§ **EXERCISE OBJECTIVE**: Continue the passage on the temporal variability of plasma metabolites from the point where it stops.

Temporal variability of the metabolites over time
Temporal changes in plasma metabolites can reflect changes in an individual’s diet, gut microbiome and health status. When assessing the plasma metabolome in the 311 LLD1 follow-up samples, we indeed observed a significant shift in the plasma metabolome, with a significant difference in the second principal component (PPC1 paired Wilcoxon = 0.1 and PPC2 paired Wilcoxon = 1.3 × 10−5; Fig. 2a). Baseline genetics, diet and microbiome, together with age, sex and BMI, could explain 59.4% of the variance in the follow-up plasma metabolome (PPERMANOVA = 0.004) (Supplementary Fig. 2). We also observed that temporal stability can vary substantially between different metabolites (see the Methods section ‘Temporal consistency of individual metabolites’; Supplementary Table 11). Previously, we had assessed the changes in the gut microbiome in the LLD1 follow-up cohort and linked these to changes in the plasma metabolome7. Here, we further checked the temporal variability of the plasma metabolome and assessed the stability of diet-, microbiome- and genetics-dominant metabolites over time. Interestingly, the temporal correlation of the microbiome-dominant metabolites was similar to that of the genetics-dominant metabolites (PWilcoxon = 0.51; Fig. 2b), whereas the temporal correlation between diet-dominant metabolites was significantly lower than between microbiome- and genetics-dominant metabolites (PWilcoxon < 3.4 × 10−5; Fig. 2b). However, the dominant dietary, microbial and genetic factors identified at baseline also explained similar variance in metabolic levels in the follow-up samples (Extended Data Fig. 3 and Supplementary Table 10). Our data also revealed a positive correlation between stability and the amount of variance that could be explained: the more variance explained, the more stable a metabolite is over time (Fig. 2c). For a few metabolites, we could not replicate the variance explained at baseline at the second time point, and these metabolites also showed weak or no correlation in their abundances between the two time points. For example, N-acetylgalactosamine showed very weak correlation between the two time points (r = 0.13; P = 0.02), and its genetic association was not replicated at the second time point.
Having established the variances in metabolites explained by diet, genetics and the gut microbiome and the dominant factors that explained most of this variance, we focused on detailing specific associations and on the potential implications of our findings for assessing diet quality and improving our understanding of the genetic risk of complex diseases and the interaction and causality relationships among diet, the microbiome, genetics and metabolism.

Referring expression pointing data

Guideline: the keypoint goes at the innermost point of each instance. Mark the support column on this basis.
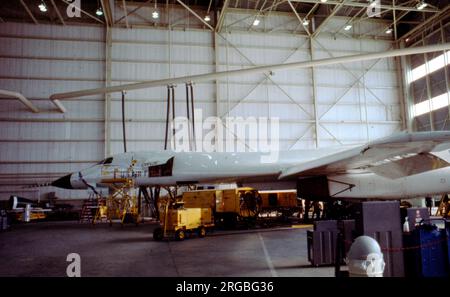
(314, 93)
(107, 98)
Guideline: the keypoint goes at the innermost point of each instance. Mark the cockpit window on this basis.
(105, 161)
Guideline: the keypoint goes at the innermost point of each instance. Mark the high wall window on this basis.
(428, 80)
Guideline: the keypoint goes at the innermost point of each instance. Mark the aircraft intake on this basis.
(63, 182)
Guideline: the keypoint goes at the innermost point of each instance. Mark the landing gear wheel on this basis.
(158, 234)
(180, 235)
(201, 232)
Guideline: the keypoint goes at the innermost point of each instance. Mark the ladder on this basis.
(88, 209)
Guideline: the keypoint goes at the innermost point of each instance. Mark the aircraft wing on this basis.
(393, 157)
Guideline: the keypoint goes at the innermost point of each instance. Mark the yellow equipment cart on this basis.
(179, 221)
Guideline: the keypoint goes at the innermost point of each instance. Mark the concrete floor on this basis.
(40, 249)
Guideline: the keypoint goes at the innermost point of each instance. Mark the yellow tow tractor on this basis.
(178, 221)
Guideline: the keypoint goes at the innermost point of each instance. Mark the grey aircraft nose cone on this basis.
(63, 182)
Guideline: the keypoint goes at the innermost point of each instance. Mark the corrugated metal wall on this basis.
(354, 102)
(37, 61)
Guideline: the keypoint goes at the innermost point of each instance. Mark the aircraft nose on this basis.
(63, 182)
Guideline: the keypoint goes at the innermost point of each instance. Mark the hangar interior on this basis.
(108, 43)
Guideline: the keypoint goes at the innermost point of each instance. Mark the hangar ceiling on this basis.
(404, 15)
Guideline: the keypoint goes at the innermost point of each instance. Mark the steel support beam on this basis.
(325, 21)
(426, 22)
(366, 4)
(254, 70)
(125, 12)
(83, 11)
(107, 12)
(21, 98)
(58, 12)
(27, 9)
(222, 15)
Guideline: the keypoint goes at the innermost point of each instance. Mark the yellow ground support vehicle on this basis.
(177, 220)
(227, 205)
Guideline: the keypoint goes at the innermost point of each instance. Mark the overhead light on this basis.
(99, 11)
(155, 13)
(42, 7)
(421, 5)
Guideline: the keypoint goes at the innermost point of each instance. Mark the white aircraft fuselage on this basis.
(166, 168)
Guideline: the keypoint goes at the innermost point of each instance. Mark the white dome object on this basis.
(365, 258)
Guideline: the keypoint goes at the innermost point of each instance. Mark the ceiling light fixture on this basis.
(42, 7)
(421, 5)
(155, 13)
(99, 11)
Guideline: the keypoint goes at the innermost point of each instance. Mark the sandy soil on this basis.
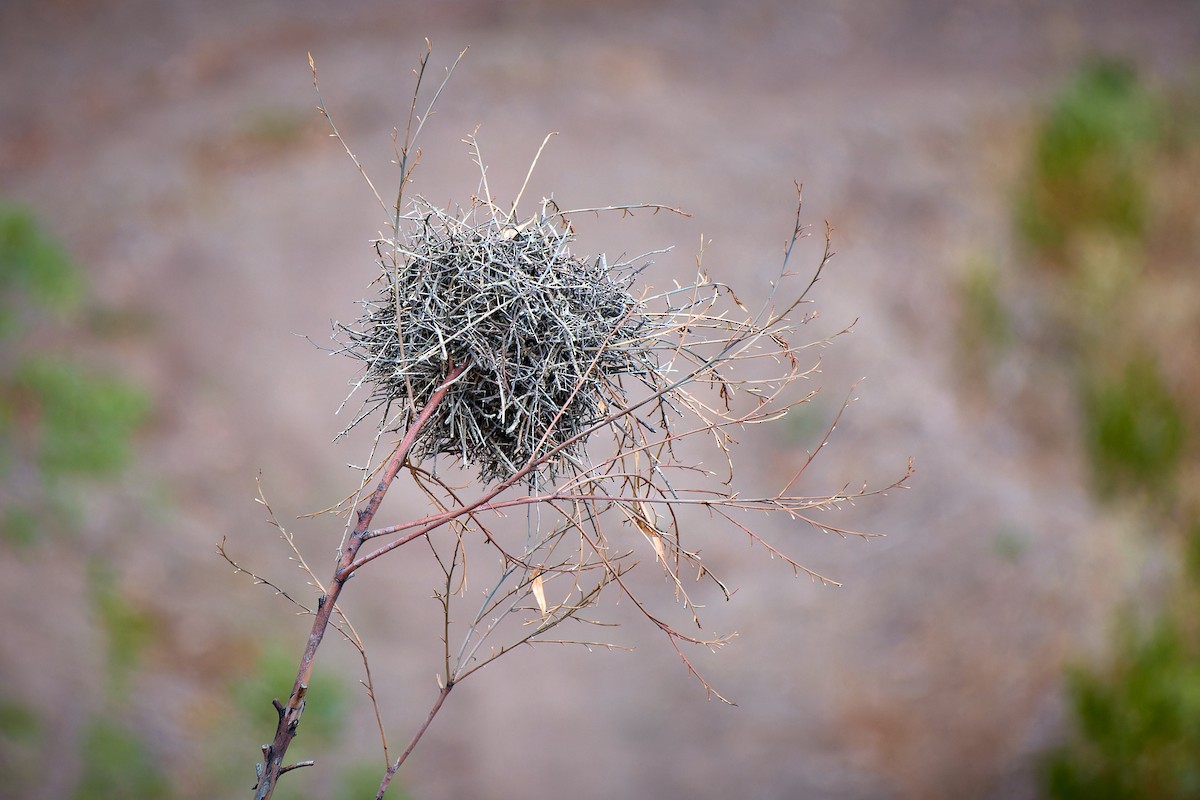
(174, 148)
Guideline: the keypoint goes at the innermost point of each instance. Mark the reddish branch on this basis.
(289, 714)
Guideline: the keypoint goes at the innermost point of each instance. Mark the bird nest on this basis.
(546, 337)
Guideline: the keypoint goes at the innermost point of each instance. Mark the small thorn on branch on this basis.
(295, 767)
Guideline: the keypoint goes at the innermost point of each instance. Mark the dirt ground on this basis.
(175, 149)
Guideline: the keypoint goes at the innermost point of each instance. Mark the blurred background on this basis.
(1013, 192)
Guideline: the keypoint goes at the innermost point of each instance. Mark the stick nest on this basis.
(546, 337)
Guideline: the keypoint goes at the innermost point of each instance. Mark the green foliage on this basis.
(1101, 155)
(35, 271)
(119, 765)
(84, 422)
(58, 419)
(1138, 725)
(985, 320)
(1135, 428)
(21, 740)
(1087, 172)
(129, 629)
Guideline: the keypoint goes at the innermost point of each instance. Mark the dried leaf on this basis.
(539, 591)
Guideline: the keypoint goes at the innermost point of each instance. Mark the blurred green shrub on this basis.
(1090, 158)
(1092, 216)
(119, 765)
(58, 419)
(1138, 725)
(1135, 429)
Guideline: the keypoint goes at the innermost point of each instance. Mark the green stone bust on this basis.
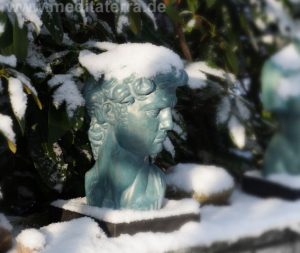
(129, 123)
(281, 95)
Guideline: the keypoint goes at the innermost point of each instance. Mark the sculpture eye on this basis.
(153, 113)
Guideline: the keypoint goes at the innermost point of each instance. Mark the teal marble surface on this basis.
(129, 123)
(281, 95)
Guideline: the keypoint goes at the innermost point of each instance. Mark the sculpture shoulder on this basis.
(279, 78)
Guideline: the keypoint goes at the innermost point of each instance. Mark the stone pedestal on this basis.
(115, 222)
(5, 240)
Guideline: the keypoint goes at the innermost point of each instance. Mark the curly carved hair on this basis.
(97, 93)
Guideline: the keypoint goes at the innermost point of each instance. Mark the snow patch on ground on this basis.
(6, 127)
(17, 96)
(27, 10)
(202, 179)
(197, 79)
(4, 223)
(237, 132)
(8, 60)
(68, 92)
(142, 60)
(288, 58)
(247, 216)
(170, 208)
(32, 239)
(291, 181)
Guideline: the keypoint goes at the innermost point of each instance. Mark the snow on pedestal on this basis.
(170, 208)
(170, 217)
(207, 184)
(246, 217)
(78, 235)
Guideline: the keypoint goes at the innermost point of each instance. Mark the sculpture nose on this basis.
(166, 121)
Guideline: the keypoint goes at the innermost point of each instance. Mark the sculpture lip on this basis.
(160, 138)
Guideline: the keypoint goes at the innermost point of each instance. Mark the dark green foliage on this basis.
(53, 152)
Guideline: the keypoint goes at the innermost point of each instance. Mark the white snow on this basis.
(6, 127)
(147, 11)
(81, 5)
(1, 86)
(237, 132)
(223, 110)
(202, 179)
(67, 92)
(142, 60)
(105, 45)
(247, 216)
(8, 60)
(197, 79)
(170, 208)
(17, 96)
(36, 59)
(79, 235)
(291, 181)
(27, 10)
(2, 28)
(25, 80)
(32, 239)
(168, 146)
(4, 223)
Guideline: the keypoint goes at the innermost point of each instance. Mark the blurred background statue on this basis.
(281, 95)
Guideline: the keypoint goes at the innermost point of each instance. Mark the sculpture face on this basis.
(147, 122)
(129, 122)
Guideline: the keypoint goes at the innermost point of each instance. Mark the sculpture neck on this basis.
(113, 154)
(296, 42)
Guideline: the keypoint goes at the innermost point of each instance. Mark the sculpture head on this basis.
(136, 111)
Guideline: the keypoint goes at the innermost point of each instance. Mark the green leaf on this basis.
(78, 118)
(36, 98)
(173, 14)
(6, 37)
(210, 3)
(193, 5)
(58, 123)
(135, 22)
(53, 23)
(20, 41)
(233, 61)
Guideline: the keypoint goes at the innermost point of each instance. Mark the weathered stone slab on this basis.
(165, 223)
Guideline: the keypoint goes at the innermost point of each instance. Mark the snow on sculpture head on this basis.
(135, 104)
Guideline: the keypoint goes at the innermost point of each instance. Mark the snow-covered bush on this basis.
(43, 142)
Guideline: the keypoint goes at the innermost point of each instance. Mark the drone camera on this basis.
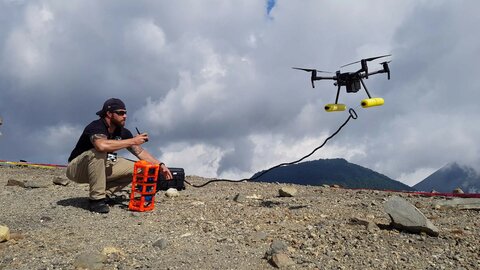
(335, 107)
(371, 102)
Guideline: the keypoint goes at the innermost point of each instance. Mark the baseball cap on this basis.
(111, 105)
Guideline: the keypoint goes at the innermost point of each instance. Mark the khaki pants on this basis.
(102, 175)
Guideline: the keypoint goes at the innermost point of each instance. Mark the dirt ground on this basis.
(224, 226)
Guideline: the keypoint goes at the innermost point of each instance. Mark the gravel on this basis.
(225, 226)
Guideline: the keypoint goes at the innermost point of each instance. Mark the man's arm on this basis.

§ **RESPONSE BOX**:
The metabolome reflects the diet quality score
We observed 2,854 significant associations (FDRSpearman < 0.05) between 74 dietary factors and 726 metabolites (Fig. 3a and Supplementary Table 5; see the Methods section ‘Lifelines diet quality score prediction’). Associations with food-specific metabolites can, in theory, be used to verify food questionnaire data. For instance, the strongest association we observed was between quinic acid levels and coffee intake (rSpearman = 0.54; P = 1.6 × 10−80; Fig. 3b). Quinic acid is found in a wide variety of different plants but has a particularly high concentration in coffee. Another example is 2,6-dimethoxy-4-propylphenol, which was strongly associated with fish intake (rSpearman = 0.53; P = 1.5 × 10−76; Fig. 3c). This association is expected as this compound is particularly present in smoked fish according to HMDB annotation15. In addition, we also detected associations between dietary factors and metabolic biomarkers of some diseases. For example, 1-methylhistidine is a biomarker for cardiometabolic diseases including heart failure19 that is enriched in meat, and we observed significant associations between 1-methylhistidine and meat (rSpearman = 0.12; P = 7.2 × 10−5) and fish intake (rSpearman = 0.11; P = 3.1 × 10−4) as well as a lower level of 1-methylhistidine in vegetarians (rSpearman = −0.15; P = 9.7 × 10−7; Fig. 3d).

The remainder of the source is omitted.